What this task involves - Print out the records below with nothing altered.

[Stored records]
____________

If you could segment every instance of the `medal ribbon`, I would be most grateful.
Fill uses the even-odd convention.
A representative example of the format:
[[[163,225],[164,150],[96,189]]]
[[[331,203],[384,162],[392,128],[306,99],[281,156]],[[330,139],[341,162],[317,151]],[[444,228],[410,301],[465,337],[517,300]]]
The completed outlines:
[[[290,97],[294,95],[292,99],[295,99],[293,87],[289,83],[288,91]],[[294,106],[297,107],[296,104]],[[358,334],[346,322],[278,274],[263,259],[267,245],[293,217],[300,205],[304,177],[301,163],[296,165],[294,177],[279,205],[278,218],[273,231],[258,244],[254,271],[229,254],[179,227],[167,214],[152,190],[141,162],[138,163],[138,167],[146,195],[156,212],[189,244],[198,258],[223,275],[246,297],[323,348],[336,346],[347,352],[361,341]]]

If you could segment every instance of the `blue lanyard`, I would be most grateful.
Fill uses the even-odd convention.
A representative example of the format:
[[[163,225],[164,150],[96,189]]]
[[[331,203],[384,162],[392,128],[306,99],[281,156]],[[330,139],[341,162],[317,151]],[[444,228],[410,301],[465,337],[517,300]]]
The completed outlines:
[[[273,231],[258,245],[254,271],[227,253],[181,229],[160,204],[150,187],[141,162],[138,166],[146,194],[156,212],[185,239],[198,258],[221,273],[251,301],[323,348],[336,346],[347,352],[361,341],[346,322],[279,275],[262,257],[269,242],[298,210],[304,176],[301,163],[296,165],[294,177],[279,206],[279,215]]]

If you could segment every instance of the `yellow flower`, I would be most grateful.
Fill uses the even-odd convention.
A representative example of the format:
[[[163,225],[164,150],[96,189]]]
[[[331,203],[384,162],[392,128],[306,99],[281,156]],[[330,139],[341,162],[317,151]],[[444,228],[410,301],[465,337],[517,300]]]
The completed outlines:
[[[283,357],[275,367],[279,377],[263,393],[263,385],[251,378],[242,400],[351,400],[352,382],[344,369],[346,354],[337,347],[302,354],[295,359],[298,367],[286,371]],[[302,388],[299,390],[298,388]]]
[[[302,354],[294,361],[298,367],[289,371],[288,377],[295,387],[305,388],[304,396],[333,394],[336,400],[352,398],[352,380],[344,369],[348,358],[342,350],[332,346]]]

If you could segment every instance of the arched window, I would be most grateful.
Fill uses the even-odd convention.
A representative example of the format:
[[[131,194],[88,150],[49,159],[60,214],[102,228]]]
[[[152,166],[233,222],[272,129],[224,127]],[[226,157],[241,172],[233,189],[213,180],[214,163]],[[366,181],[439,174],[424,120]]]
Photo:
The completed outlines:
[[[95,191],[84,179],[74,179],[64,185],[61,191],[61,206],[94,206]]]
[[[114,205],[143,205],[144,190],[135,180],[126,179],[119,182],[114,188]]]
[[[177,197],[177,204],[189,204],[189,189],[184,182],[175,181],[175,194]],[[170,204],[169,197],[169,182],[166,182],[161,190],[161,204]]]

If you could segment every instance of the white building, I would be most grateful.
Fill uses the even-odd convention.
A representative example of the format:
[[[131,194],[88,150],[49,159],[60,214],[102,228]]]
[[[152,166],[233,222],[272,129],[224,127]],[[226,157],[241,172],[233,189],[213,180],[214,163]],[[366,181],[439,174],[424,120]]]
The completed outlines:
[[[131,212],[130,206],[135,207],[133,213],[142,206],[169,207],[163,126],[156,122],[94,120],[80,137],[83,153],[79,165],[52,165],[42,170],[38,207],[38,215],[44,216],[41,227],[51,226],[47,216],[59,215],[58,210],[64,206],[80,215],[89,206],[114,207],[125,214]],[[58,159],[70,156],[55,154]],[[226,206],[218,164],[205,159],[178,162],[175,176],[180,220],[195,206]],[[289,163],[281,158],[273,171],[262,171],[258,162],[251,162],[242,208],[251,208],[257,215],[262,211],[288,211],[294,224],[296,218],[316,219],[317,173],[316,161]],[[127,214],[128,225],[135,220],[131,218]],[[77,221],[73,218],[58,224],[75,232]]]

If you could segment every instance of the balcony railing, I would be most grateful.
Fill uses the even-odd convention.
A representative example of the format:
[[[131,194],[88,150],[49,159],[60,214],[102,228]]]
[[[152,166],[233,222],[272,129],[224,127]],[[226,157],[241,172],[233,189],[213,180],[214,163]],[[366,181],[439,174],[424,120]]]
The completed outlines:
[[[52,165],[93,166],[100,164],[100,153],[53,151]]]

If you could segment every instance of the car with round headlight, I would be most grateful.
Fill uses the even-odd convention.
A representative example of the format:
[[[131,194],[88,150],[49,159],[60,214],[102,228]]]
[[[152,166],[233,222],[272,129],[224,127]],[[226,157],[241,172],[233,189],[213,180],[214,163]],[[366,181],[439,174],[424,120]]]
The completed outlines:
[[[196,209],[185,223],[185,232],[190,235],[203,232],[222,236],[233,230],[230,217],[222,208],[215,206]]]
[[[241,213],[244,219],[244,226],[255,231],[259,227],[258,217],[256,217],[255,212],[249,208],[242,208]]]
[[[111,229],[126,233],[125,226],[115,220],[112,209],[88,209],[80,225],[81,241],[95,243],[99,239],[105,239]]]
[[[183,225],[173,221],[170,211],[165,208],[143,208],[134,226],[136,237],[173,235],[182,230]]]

____________

Answer for the task -
If you could segment every instance of the `medal ribbon`, I would be most grateful.
Fill uses the even-odd convention.
A representative example of the format:
[[[163,225],[164,150],[96,189]]]
[[[331,203],[384,162],[392,128],[306,99],[281,156]],[[330,139],[341,162],[317,151]],[[444,228],[410,301],[465,337],[517,300]]]
The completed outlines:
[[[290,97],[294,95],[292,99],[295,99],[293,87],[289,83],[288,91]],[[294,106],[297,107],[296,104]],[[358,334],[346,322],[278,274],[263,259],[267,245],[293,217],[300,205],[304,177],[301,163],[296,165],[294,177],[279,205],[278,218],[273,231],[258,244],[254,271],[229,254],[179,227],[167,214],[152,190],[141,162],[138,163],[138,167],[146,195],[156,212],[189,244],[198,258],[223,275],[246,297],[323,348],[336,346],[347,352],[361,341]]]

If you could segment every instance of the `blue lanyard`, I would be most grateful.
Fill uses the even-odd convention.
A representative example of the format:
[[[163,225],[164,150],[96,189]]]
[[[331,203],[384,162],[392,128],[306,99],[281,156]],[[330,139],[341,162],[317,151]],[[444,228],[410,301],[465,337],[517,300]]]
The completed outlines:
[[[273,231],[258,245],[254,271],[227,253],[181,229],[160,204],[150,187],[141,162],[138,166],[146,194],[156,212],[185,239],[198,258],[221,273],[251,301],[323,348],[336,346],[347,352],[361,341],[346,322],[279,275],[262,257],[269,242],[298,210],[304,176],[301,163],[296,165],[294,177],[279,206],[279,215]]]

If you could segment every instance of the `yellow flower`, I would be most grateful.
Fill uses the even-odd convention.
A representative example of the format:
[[[163,225],[164,150],[96,189]]]
[[[331,203],[384,162],[392,128],[306,99],[281,156]],[[330,139],[341,162],[317,151]],[[444,228],[410,301],[465,337],[517,300]]]
The completed outlines:
[[[283,357],[275,367],[279,377],[263,393],[263,385],[251,378],[242,400],[351,400],[352,382],[344,369],[346,354],[337,347],[302,354],[295,359],[298,367],[286,371]],[[302,388],[299,390],[298,388]]]
[[[302,354],[294,361],[298,367],[289,371],[288,377],[295,387],[305,388],[304,396],[333,394],[336,400],[352,398],[352,380],[344,369],[348,358],[342,350],[332,346]]]

If you could segment every instance of the arched window, I would be most grateful.
Fill uses the even-odd convention.
A representative example of the format:
[[[131,194],[88,150],[49,159],[60,214],[102,228]]]
[[[152,166],[233,222],[272,129],[224,127]],[[226,157],[241,172],[233,189],[213,180],[214,163]],[[366,181],[439,174],[424,120]]]
Photo:
The completed outlines:
[[[95,191],[84,179],[74,179],[64,185],[61,191],[61,206],[94,206]]]
[[[114,205],[143,205],[144,190],[135,180],[126,179],[119,182],[114,188]]]
[[[177,197],[177,204],[189,204],[189,189],[184,182],[175,181],[175,194]],[[170,204],[169,197],[169,182],[166,182],[161,190],[161,204]]]

If you could segment every instance of the white building, I would be most grateful.
Fill uses the even-odd convention.
A representative example of the format:
[[[131,194],[88,150],[49,159],[60,214],[102,228]]]
[[[152,166],[233,222],[272,129],[224,127]],[[226,157],[241,172],[233,189],[213,180],[214,163]],[[366,181],[439,174],[424,120]]]
The completed outlines:
[[[131,212],[130,206],[135,207],[133,213],[142,206],[169,207],[163,126],[156,122],[94,120],[80,137],[83,153],[79,165],[52,165],[42,170],[38,207],[38,215],[44,216],[41,227],[51,226],[47,216],[59,215],[58,210],[64,206],[80,215],[89,206],[114,207],[125,214]],[[58,159],[70,156],[55,154]],[[226,206],[218,164],[205,159],[178,162],[175,176],[180,220],[195,206]],[[289,163],[281,158],[273,171],[262,171],[258,162],[251,162],[242,208],[251,208],[257,215],[262,211],[288,211],[294,224],[296,218],[316,219],[317,173],[316,161]],[[127,214],[128,225],[135,220],[131,218]],[[77,221],[73,218],[58,224],[75,232]]]

If you could segment every instance of the balcony railing, I would be most grateful.
Fill uses the even-odd convention.
A representative example of the format:
[[[131,194],[88,150],[49,159],[60,214],[102,228]]]
[[[152,166],[233,222],[272,129],[224,127]],[[226,157],[241,172],[233,189],[213,180],[214,163]],[[366,181],[439,174],[424,120]]]
The completed outlines:
[[[52,165],[93,166],[100,164],[100,153],[53,151]]]

If you could segment every instance of the car with round headlight, I would be most grateful.
Fill uses the even-odd convention.
A representative example of the format:
[[[131,194],[88,150],[49,159],[60,214],[102,228]]]
[[[152,166],[233,222],[272,129],[224,127]],[[226,157],[241,172],[233,189],[213,180],[214,163]],[[366,181],[439,174],[424,120]]]
The completed outlines:
[[[196,209],[185,223],[185,232],[190,235],[203,232],[222,236],[233,230],[230,217],[222,208],[215,206]]]
[[[241,213],[244,219],[244,226],[255,231],[259,227],[258,217],[256,217],[255,212],[249,208],[242,208]]]
[[[111,229],[126,233],[125,226],[115,220],[112,209],[88,209],[80,225],[81,241],[95,243],[99,239],[105,239]]]
[[[183,225],[173,221],[170,211],[165,208],[143,208],[134,226],[136,237],[173,235],[182,230]]]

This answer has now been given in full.